## Begin SELECTED EXTRACT
Implementing a semantic layer as a metadata architecture or logical layer across enterprise systems requires planning in phases and incremental development to maintain cohesion and prevent fragmentation of shared metadata and semantic components across business groups and systems. Additionally, depending on the selected synchronization approach of the layer with downstream/upstream applications (push vs. pull), data orchestration and ETL pipelines will need to plan for a centralized vs. decentralized orchestration that ensures ongoing alignment.

Best Suited For

This approach is our most deployed and well-suited for organizations that want to balance standardization with the need for business unit or application level agility in data processing and operations in different parts of the business.

2. Built-for-Purpose Architecture: Individual Tools with Semantic Capabilities

This model allows for greater flexibility and autonomy at the business unit or functional level.

Architecture

This architecture approach is a distributed model that leverages each standalone system or application capabilities to own semantic layer components – without a connected technical framework or governance structure at the enterprise level for shared semantics. With this approach, organizations typically identify establishing semantic standards as a strategic initiative but each individual team or department (marketing, sales, product, data teams, etc.) is responsible for creating, executing, and managing its semantic components (metadata, taxonomies, glossaries, graph, etc.), tailored to their specific needs and requirements.

Most knowledge and data solutions such as content or document management systems (CMS/DMS), digital asset management (DAMs), customer relationship management (CRM), and data analytics/BI dashboards (such as Tableau and PowerBI) have inherent capabilities to manage simple semantic components (although with varied maturity and feature flexibility levels). This decentralized architecture results in the implementation of multiple system-level semantic layers. Let’s take SharePoint as an example, an enterprise document and content collaboration platform. For organizations that are in the early stages of growing their semantic capabilities, we leverage the Term Store for structuring metadata and taxonomy management within SharePoint, which allows teams to create a unified language, fostering consistency across documents, lists, and libraries. This helps with information retrieval and also enhances collaboration by ensuring a shared understanding of key metrics. On the other hand, Salesforce, a renowned CRM platform, offers semantic capabilities that enable teams across sales, marketing, and customer service to define and interpret customer data consistently across various modules.
## End SELECTED EXTRACT
EXERCISE A: The excerpt on semantic layer architecture names, in parentheses, the semantic components that each team or department creates and manages. List every component in that parenthetical.
## Begin DATA EXCERPTS
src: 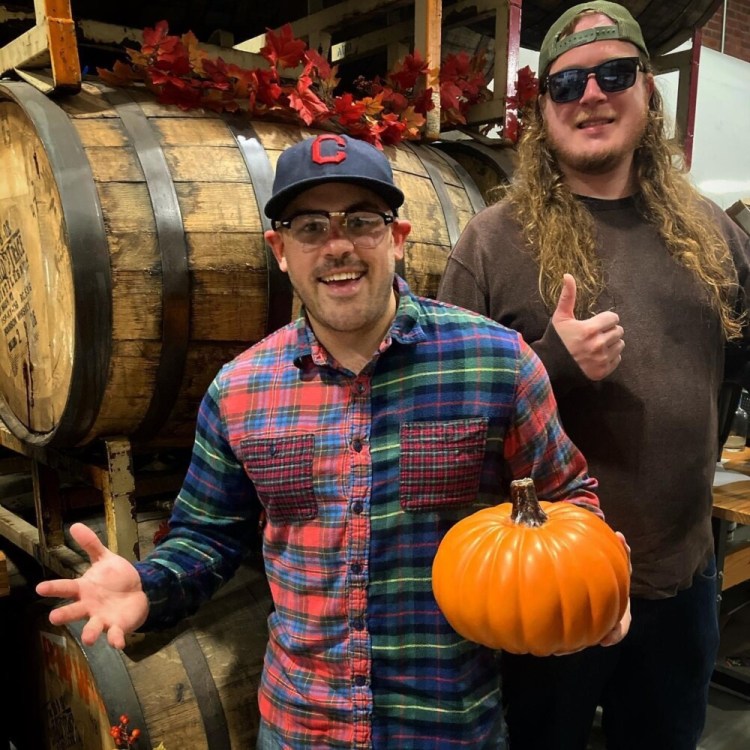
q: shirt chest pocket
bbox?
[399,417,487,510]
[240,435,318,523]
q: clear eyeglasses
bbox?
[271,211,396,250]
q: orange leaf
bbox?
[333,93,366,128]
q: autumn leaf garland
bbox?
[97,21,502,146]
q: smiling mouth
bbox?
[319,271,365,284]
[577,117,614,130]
## End DATA EXCERPTS
## Begin DATA EXCERPTS
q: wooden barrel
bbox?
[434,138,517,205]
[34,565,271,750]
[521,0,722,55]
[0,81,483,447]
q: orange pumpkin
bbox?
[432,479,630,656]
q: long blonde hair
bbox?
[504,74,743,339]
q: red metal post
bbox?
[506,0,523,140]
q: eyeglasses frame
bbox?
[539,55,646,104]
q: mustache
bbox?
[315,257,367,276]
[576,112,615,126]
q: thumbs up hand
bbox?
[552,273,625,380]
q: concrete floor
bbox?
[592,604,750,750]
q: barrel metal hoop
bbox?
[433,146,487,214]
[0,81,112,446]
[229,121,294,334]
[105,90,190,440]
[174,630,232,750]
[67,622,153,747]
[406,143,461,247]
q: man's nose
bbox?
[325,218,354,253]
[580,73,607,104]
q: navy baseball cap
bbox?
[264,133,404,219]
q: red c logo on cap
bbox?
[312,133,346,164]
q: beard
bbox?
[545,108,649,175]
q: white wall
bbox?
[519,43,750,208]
## End DATA EXCERPTS
EXERCISE B: Set down the rows exactly, beginning at the line that contains "q: clear eyeglasses" and stopping after the line that contains "[577,117,614,130]".

RESPONSE A:
metadata
taxonomies
glossaries
graph

RESPONSE B:
q: clear eyeglasses
bbox?
[271,211,396,250]
q: orange leaf
bbox?
[333,93,366,128]
q: autumn leaf garland
bbox?
[97,21,502,146]
q: smiling mouth
bbox?
[319,271,365,284]
[577,117,614,130]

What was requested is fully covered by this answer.